• _MATERIAL FOR THIS EXERCISE_:
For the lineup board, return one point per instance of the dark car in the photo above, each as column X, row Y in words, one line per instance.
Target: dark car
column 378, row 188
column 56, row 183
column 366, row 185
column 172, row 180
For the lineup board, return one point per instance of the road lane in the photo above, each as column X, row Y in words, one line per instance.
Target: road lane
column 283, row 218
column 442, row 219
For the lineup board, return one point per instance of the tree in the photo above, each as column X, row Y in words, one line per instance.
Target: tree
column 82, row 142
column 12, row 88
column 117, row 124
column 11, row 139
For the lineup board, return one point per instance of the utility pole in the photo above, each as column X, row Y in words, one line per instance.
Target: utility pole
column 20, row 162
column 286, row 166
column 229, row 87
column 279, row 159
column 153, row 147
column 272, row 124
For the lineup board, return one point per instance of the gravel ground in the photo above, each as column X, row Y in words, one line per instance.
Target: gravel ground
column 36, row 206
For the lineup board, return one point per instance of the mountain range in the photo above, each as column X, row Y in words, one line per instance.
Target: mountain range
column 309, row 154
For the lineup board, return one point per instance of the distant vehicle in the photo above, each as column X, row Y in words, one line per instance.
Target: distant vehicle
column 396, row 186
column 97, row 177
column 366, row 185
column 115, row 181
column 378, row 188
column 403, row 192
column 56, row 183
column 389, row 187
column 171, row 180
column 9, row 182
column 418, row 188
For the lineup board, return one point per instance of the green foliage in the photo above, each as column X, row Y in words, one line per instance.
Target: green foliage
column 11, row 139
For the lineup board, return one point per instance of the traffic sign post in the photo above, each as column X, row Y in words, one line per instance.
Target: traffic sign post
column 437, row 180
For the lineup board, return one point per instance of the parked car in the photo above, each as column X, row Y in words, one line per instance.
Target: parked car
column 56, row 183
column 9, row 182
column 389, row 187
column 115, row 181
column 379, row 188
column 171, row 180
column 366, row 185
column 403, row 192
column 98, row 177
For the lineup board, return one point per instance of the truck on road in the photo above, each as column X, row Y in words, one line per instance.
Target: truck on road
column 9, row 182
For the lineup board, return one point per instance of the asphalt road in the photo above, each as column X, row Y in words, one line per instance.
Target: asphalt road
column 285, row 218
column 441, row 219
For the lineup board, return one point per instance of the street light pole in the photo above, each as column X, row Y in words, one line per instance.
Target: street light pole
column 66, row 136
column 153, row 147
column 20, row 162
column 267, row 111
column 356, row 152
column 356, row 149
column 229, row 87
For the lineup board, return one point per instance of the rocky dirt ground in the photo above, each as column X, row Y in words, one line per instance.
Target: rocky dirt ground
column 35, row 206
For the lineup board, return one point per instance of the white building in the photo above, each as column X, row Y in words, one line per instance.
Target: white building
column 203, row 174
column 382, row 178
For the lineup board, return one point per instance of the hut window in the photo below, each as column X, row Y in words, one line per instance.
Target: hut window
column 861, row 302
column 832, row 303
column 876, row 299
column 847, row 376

• _EXERCISE BRIEF_:
Rewrite the records above, switching every "lineup board" to "tally sheet" and leaving everything else unchanged.

• _FULL OUTPUT_:
For the tally sheet, return one point per instance of the dark car in the photo above, each as column X, row Y in words, one line per instance.
Target: dark car
column 378, row 188
column 56, row 183
column 366, row 185
column 172, row 180
For the tally sheet, return one point per instance of the road lane in the photo above, each as column X, row Y in words, one line per instance.
Target: road lane
column 283, row 218
column 442, row 219
For the tally sheet, return one point per instance of the tree in the photo above, each as column X, row Y in words, one line per instance.
Target: tree
column 82, row 142
column 12, row 88
column 117, row 124
column 11, row 139
For the tally sheet, return one point per instance of the utility pole in the photo above, each as column X, row Y in words, one line per instance.
Target: utility pole
column 20, row 162
column 286, row 166
column 229, row 87
column 279, row 159
column 153, row 147
column 272, row 124
For the tally sheet, return one point per instance of the gravel ground in the photo above, each as column X, row Y in words, one line per instance.
Target: gravel ground
column 36, row 206
For the tally sheet, return one point per instance of the mountain range in the photo above, each as column X, row Y in words, one line per instance.
Target: mountain range
column 309, row 154
For the tally sheet, return one point per instance of the distant vehicle in the photo above, each as column X, row Y in words, one line per instance.
Target: distant vehicle
column 396, row 186
column 97, row 177
column 366, row 185
column 115, row 181
column 378, row 188
column 403, row 192
column 56, row 183
column 389, row 187
column 171, row 180
column 9, row 182
column 418, row 188
For the tally sheet, return one point per instance of the green foliage in the photo above, each as column X, row Y in words, one line per instance.
Target: green foliage
column 11, row 139
For the tally sheet, return one point per instance of the traffic sign post in the photo above, each as column X, row Y in words, one line per instance.
Target: traffic sign post
column 437, row 180
For the tally sheet, return one point per instance of the parked car in the photo above, each as column X, row Y in words, one line per instance.
Target: parked car
column 56, row 183
column 9, row 182
column 389, row 187
column 115, row 181
column 379, row 188
column 171, row 180
column 366, row 185
column 403, row 192
column 98, row 177
For the tally sheet, return one point per instance of the truck on road in the photo above, each as column X, row Y in words, one line per instance.
Target: truck on road
column 9, row 182
For the tally sheet, return one point per instance of the asphalt road in the photo above, each as column X, row Y in words, one line per instance.
Target: asphalt road
column 285, row 218
column 441, row 219
For the tally sheet, return one point per instance of the street light pole in the photo above, each as column X, row Y in words, one line per instance.
Target: street light pole
column 66, row 136
column 153, row 147
column 20, row 162
column 267, row 111
column 356, row 152
column 356, row 149
column 229, row 87
For the tally sheet, return one point per instance of the rocky dirt ground in the photo above, each as column X, row Y in words, one line per instance.
Target: rocky dirt ground
column 35, row 206
For the tally sheet, return one point per instance of the white building in the photo above, each as column X, row Y in words, one line per instance.
Target: white building
column 203, row 174
column 382, row 178
For the tally sheet, return one point per instance of the hut window in the photo below, each as column X, row Y in words, one line per instance.
Target: hut window
column 861, row 302
column 832, row 303
column 876, row 299
column 847, row 376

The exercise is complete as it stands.